Your task: Lines from the one with "Request = tag one keypoint per instance of the green foliage" to the end of the material, both included: print them exactly and print nothing else. Omit the pictures.
[Records for processing — start]
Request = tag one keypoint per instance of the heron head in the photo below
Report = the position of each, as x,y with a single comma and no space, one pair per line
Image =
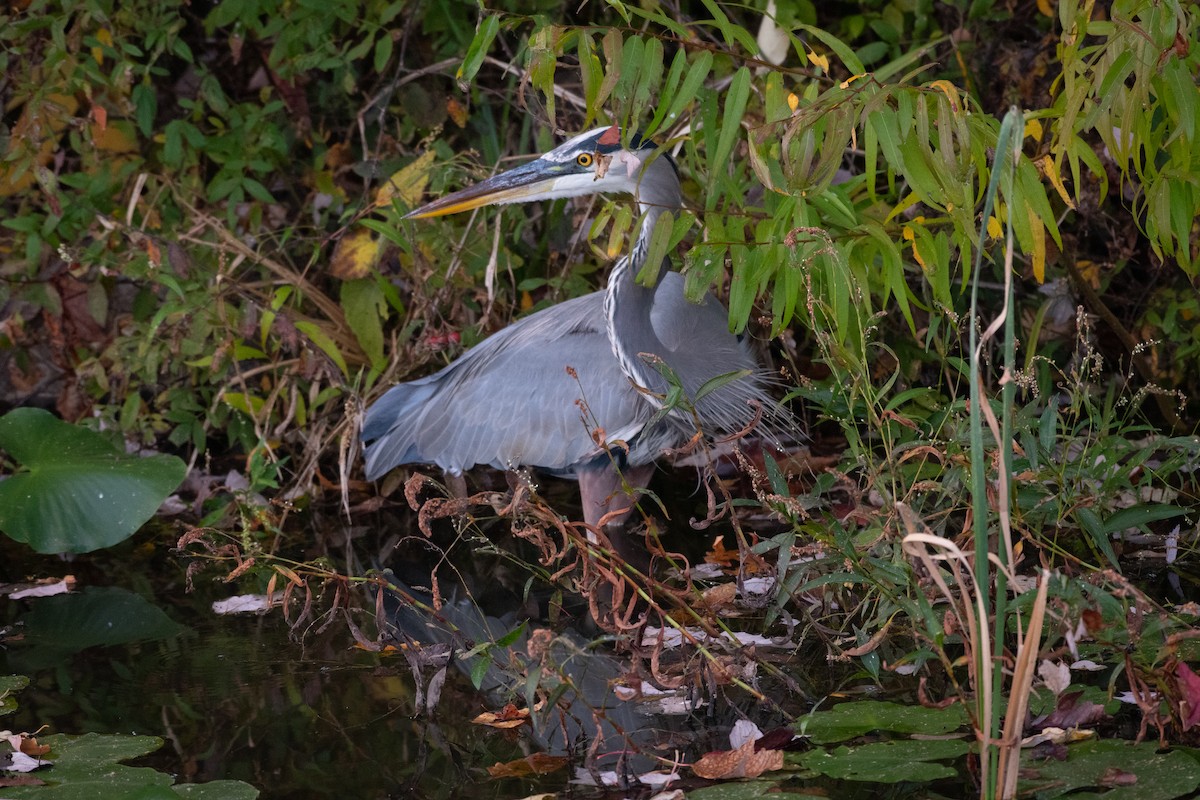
589,163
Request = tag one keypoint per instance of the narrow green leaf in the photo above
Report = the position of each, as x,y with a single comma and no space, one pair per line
485,34
660,238
731,124
324,342
1139,516
691,84
1095,529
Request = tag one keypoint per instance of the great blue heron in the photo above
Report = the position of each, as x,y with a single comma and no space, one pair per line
569,390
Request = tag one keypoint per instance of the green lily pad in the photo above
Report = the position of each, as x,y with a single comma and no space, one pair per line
888,762
10,685
77,492
58,627
84,768
1119,770
850,720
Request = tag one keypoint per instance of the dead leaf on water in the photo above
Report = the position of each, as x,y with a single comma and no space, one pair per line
534,764
510,716
743,762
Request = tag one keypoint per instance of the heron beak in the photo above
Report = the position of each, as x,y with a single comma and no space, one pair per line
517,185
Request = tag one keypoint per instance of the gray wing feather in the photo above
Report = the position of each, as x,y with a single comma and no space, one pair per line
700,347
509,401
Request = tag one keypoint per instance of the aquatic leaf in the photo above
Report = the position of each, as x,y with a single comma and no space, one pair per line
533,764
1161,776
888,762
88,767
485,34
1188,684
354,254
743,762
365,311
510,716
10,685
323,341
849,720
76,492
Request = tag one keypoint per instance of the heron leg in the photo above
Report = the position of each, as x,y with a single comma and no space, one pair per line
604,493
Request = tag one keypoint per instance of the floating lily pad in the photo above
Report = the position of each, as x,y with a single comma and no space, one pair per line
9,685
60,626
77,492
749,791
1119,770
849,720
888,762
84,768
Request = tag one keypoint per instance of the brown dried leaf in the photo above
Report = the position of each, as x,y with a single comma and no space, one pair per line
743,762
354,254
510,716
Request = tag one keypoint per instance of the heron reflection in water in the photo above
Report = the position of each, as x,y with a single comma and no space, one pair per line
513,401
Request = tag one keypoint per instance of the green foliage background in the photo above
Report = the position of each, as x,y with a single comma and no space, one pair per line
201,230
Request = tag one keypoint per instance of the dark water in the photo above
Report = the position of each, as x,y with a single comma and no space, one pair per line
295,714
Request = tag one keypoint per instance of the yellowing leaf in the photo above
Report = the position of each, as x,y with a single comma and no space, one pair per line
103,36
952,94
743,762
1045,163
354,254
407,184
1039,246
457,112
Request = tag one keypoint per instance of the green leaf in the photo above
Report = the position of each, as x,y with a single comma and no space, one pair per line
660,240
1091,524
64,625
691,84
1140,516
323,341
489,26
365,310
77,492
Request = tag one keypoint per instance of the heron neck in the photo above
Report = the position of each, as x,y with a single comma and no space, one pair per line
629,305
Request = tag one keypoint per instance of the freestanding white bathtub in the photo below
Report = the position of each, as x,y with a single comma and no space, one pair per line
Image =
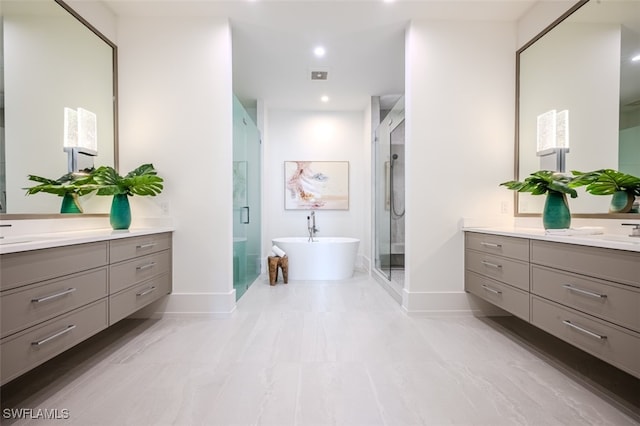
[Records for processing — finish]
Finished exercise:
Request = tag one keypoint per instance of the green foliage background in the photo above
Report = the position of each, as x,y with a single comma and no space, one pair per line
201,230
Request = tag one keypoint per instance of the dark water in the photo above
Report = the position of each, as x,y with a single comma and no space, one pair per line
295,714
Request = tag one keypoint per instance of the yellowing leaf in the photo above
Report = the position of each, as x,y with a single comma and no space, one pair per line
103,36
952,94
743,762
1045,163
354,254
407,184
1039,246
457,112
Request = tag one keypoint per instance of the green leaf in the photo above
Report = the position of each, as x,y with a single comma and no space, one pair per line
660,240
1091,524
64,625
691,84
1140,516
323,341
489,26
365,310
77,492
Request = tag one keypoint per instance of the heron neck in the photo above
Report = the position of each, as x,y with a single comma and no space, one pair per line
629,305
Request = tag one keypoint per instance of the freestanding white bathtub in the photo below
Report = the position of each, as x,y with a single comma and no space, one pair per line
Image =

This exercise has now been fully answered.